> Objectif: Renvoie tel quel, dans le texte fourni, tout ce qui va de « Pour moi, Paris, c’est » jusqu'à « (¼ de finale de Coupe de France) ».

> Texte fourni:
· · · · ·

PSG 0-0 Nice (5-6 tab) – 31 janvier (8ème de finale de Coupe de France)

« C’est une grosse performance de notre part. L’une des plus grosses de la saison selon moi, notamment défensive. Dans le jeu, malgré la domination du PSG, qui domine aussi la L1, on a réussi à produire des choses. On a fait le match qu’il fallait. On arrive à les battre à la roulette des tirs au but. On a su rester costaud et on a eu un très, très grand Marcin. Les tirs au but ? J’y suis allé. J’aime bien. Il ne faut pas avoir peur. Il y avait du monde qui me chambrait pendant le match et sur la séance. Ça me fait rire, pour moi c’est normal. À Paris, ça se passe comme ça, même en jeunes. Il y a toujours un moment dans le match où je vais entendre ce qui se dit en tribune, que ça me concerne ou pas, mais c’est très limité dans le temps. Sur 90 minutes, je suis tellement concentré que je n’entends rien, à part dans ce petit moment où je tends l’oreille, souvent quand le jeu est à l’arrêt.

Pour moi, Paris, c’est quelque chose à part, c’est là où j’ai grandi. Le premier match de foot que j’ai vu, c’est au Parc des Princes : Paris – Lorient, à l’époque des Erding, Kezman, Hoarau, Ceara. Ce n’était pas le Paris d’aujourd’hui, mais c’était Paris. Paris et Barcelone, c’étaient mes deux équipes. J’aime bien jouer contre Paris. »

Nice 4-1 Marseille – 9 février (¼ de finale de Coupe de France)

· · · · ·

> Bloc de données:
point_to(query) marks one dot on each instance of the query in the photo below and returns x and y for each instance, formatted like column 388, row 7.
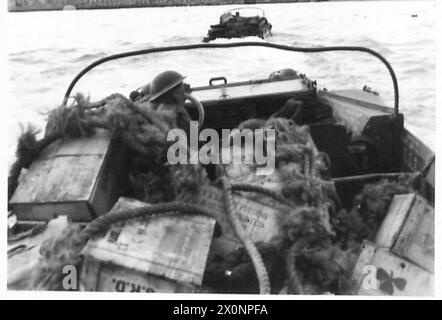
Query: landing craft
column 341, row 156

· · · · ·

> Résultat:
Pour moi, Paris, c’est quelque chose à part, c’est là où j’ai grandi. Le premier match de foot que j’ai vu, c’est au Parc des Princes : Paris – Lorient, à l’époque des Erding, Kezman, Hoarau, Ceara. Ce n’était pas le Paris d’aujourd’hui, mais c’était Paris. Paris et Barcelone, c’étaient mes deux équipes. J’aime bien jouer contre Paris. »

Nice 4-1 Marseille – 9 février (¼ de finale de Coupe de France)